[Exercise requirements] Would you print the records below without changing anything?

━━━ Data supplied

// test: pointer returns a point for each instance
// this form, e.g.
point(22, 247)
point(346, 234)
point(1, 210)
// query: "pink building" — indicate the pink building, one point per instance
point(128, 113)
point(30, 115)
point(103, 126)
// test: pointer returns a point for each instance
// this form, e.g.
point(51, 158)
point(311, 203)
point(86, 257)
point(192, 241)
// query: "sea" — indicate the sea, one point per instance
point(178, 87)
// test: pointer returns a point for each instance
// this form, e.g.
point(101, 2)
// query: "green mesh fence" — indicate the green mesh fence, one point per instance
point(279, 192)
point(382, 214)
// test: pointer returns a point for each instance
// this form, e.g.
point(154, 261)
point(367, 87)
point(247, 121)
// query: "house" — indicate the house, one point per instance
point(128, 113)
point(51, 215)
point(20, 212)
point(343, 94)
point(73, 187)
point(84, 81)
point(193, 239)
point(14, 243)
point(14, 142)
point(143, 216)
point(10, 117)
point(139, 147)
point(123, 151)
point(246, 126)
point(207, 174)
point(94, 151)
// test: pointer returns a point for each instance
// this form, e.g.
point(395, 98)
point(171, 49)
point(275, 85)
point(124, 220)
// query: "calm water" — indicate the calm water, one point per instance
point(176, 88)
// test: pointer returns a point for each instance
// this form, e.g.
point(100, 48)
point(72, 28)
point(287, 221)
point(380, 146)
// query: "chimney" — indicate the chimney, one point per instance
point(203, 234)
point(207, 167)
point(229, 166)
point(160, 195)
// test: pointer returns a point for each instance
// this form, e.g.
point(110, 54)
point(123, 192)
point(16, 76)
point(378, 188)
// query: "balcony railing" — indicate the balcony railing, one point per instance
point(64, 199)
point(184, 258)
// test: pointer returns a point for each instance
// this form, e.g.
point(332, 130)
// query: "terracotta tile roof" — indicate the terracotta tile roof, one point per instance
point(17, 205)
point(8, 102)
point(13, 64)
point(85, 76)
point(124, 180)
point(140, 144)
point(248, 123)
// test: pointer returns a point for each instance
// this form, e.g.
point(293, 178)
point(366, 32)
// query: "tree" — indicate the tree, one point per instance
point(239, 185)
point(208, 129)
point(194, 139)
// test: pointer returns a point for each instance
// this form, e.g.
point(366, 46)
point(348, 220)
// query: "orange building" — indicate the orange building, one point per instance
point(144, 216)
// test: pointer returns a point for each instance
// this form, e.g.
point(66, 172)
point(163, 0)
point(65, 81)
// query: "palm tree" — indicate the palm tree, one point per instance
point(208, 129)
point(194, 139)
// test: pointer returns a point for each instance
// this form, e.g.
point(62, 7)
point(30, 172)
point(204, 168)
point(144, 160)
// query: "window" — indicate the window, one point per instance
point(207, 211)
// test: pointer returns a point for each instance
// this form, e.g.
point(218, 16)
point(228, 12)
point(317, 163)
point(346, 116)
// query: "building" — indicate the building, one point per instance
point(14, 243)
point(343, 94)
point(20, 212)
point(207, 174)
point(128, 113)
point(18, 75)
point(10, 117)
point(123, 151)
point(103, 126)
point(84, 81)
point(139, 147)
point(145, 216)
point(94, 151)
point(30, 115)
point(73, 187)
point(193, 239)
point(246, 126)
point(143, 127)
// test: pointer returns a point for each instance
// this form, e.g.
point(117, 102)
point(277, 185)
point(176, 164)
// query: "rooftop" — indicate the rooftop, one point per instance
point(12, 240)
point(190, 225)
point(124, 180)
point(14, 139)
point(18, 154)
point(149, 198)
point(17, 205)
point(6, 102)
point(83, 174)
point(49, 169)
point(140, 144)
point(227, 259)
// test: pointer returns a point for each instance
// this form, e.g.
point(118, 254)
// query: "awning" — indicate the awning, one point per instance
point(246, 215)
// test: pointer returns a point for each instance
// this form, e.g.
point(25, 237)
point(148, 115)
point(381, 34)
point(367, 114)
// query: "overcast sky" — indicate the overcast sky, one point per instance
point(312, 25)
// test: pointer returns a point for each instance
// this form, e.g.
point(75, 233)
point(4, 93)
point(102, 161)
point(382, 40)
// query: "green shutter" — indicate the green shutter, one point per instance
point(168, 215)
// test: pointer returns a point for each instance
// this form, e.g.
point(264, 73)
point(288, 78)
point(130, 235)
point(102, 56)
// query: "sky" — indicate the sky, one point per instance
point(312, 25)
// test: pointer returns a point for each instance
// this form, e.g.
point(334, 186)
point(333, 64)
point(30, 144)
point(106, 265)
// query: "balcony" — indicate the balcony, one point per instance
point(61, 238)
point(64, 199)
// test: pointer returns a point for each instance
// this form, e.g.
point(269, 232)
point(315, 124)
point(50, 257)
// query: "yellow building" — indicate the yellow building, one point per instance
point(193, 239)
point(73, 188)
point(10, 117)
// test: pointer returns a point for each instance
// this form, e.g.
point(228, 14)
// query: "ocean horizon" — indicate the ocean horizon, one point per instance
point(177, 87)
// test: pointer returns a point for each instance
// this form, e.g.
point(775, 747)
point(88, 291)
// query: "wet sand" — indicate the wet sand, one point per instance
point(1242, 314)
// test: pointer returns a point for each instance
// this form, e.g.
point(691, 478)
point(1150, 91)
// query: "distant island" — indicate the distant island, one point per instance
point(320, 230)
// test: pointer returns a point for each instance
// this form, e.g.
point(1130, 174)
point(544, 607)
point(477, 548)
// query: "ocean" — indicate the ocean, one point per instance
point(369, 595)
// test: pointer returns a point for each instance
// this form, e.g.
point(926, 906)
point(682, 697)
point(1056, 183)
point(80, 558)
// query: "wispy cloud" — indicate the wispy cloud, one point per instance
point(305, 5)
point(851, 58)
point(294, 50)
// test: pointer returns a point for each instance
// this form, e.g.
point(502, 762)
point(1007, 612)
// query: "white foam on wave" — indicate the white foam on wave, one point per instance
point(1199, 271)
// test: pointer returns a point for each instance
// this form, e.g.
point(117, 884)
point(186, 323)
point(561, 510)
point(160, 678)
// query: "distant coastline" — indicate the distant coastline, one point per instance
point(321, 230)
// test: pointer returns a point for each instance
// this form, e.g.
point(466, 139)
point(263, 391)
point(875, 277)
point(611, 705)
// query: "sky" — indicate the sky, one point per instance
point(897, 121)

━━━━━━

[Your response]
// test: pointer returns a point for each instance
// this form, e.g.
point(22, 247)
point(346, 234)
point(1, 210)
// query: "pink building" — indicate the pink building, one point per instance
point(128, 113)
point(30, 115)
point(103, 126)
// test: pointer returns a point for each instance
// this form, e.g.
point(51, 158)
point(311, 203)
point(86, 257)
point(192, 241)
// query: "sea" — indicate the sea, one point per instance
point(178, 87)
// test: pointer returns a point for each instance
// this form, e.g.
point(101, 2)
// query: "green mesh fence" — indicate the green mesh fence, one point per instance
point(279, 192)
point(382, 214)
// test: pointer returns a point for each instance
// this form, e.g.
point(154, 261)
point(367, 87)
point(247, 121)
// query: "house" — indicate the house, one point per instance
point(128, 113)
point(51, 215)
point(20, 212)
point(343, 94)
point(73, 187)
point(84, 81)
point(193, 239)
point(14, 243)
point(14, 142)
point(143, 216)
point(10, 117)
point(139, 147)
point(123, 151)
point(246, 126)
point(207, 174)
point(94, 151)
// test: pointer returns a point for each instance
// this form, e.g.
point(395, 98)
point(171, 49)
point(275, 85)
point(124, 220)
// query: "calm water" — indicate the calm water, one point per instance
point(176, 88)
// test: pointer returns a point for each instance
// this form, e.g.
point(100, 48)
point(72, 28)
point(287, 221)
point(380, 146)
// query: "chimney" — indicate the chimney, one point per instance
point(203, 234)
point(207, 167)
point(229, 166)
point(160, 195)
// test: pointer returns a point for each instance
// this form, e.g.
point(110, 54)
point(123, 192)
point(16, 76)
point(378, 188)
// query: "balcony railing" — indicate the balcony railing, one point per instance
point(64, 199)
point(184, 258)
// test: pointer returns a point for each instance
// this form, e.g.
point(332, 130)
// query: "terracotta tile roof" — indicate the terracotta tile roof, one point per instance
point(17, 205)
point(8, 102)
point(13, 64)
point(85, 76)
point(124, 180)
point(140, 144)
point(248, 123)
// test: pointer returns a point for each instance
// this form, e.g.
point(293, 178)
point(366, 32)
// query: "tree" — indicate the tree, one point per instance
point(239, 185)
point(208, 129)
point(194, 139)
// test: pointer returns a point for each instance
// this form, e.g.
point(366, 46)
point(348, 220)
// query: "orange building" — indicate the orange building, one point per instance
point(144, 216)
// test: pointer returns a point for each instance
// this form, e.g.
point(66, 172)
point(163, 0)
point(65, 81)
// query: "palm tree" — indicate the palm tree, one point per instance
point(208, 129)
point(194, 139)
// test: pointer returns a point for each instance
// this form, e.g.
point(62, 7)
point(30, 172)
point(204, 168)
point(144, 160)
// query: "window" — indicate the window, one point per instance
point(207, 211)
// test: pointer returns a point for each instance
// this form, e.g.
point(218, 16)
point(228, 12)
point(317, 163)
point(346, 116)
// query: "building" — indicate the building, one point per instance
point(14, 243)
point(343, 94)
point(20, 212)
point(207, 174)
point(128, 113)
point(18, 75)
point(10, 117)
point(123, 151)
point(103, 126)
point(84, 81)
point(139, 147)
point(145, 216)
point(94, 151)
point(30, 115)
point(73, 187)
point(193, 239)
point(246, 126)
point(143, 127)
// test: pointer returns a point for each instance
// this form, e.g.
point(117, 102)
point(277, 185)
point(176, 164)
// query: "rooftop" — indicate the rooftop, one point per instance
point(12, 240)
point(190, 225)
point(124, 180)
point(14, 139)
point(18, 154)
point(149, 198)
point(17, 205)
point(6, 102)
point(83, 174)
point(49, 169)
point(140, 144)
point(227, 259)
// test: pointer returns a point for each instance
// this form, e.g.
point(118, 254)
// query: "awning" — indicate the awning, one point per instance
point(246, 215)
// test: pointer returns a point for each instance
// this form, e.g.
point(25, 237)
point(148, 115)
point(381, 34)
point(367, 114)
// query: "overcast sky" — indicate the overcast sky, one point per instance
point(312, 25)
// test: pointer returns a point for each instance
// this form, e.g.
point(75, 233)
point(4, 93)
point(102, 161)
point(382, 40)
// query: "green shutter" — indicate the green shutter, one point per instance
point(168, 215)
// test: pointer returns a point for each instance
// this form, e.g.
point(264, 73)
point(288, 78)
point(130, 235)
point(102, 56)
// query: "sky" — indicate the sky, one point per instance
point(312, 25)
// test: pointer returns a point for each instance
// this form, e.g.
point(334, 186)
point(333, 64)
point(30, 144)
point(106, 265)
// query: "balcony" — indicate the balcony, one point per instance
point(61, 238)
point(64, 199)
// test: pointer returns a point for each instance
// this form, e.g.
point(269, 232)
point(315, 124)
point(50, 257)
// query: "yellow building" — indicate the yellow building, one point per instance
point(193, 239)
point(73, 188)
point(10, 117)
// test: pointer returns a point for each instance
// this form, e.g.
point(228, 14)
// query: "ocean horizon" — indicate the ocean horizon, one point per instance
point(177, 87)
// test: pointer returns a point for each instance
// this form, e.g.
point(775, 747)
point(88, 291)
// query: "wet sand" — indicate the wet sand, one point per instance
point(1242, 314)
// test: pointer returns a point for each instance
// this form, e.g.
point(691, 478)
point(1150, 91)
// query: "distant island" — indicate the distant island, one point per instance
point(320, 230)
// test: pointer returns a point for each instance
// this form, e.g.
point(1130, 174)
point(544, 607)
point(477, 548)
// query: "ocean" — indicate the ocean, one point per instance
point(369, 595)
// test: pointer returns a point for each instance
// this form, e.g.
point(926, 906)
point(682, 697)
point(1056, 183)
point(80, 558)
// query: "wispy cloud" — indicate the wispy cloud, one point per instance
point(305, 5)
point(851, 58)
point(294, 50)
// test: pointer returns a point for each instance
// this form, e.g.
point(502, 762)
point(1007, 612)
// query: "white foam on wave" — indicate the white foam on wave, one point per instance
point(1199, 271)
// test: pointer returns a point for each instance
// this form, e.g.
point(117, 884)
point(186, 323)
point(561, 510)
point(160, 678)
// query: "distant coastline" — indicate the distant coastline, one point per instance
point(321, 230)
// test: pointer returns a point for each instance
// this form, e.g.
point(466, 139)
point(263, 391)
point(875, 277)
point(611, 705)
// query: "sky" — indicate the sky, one point per instance
point(897, 121)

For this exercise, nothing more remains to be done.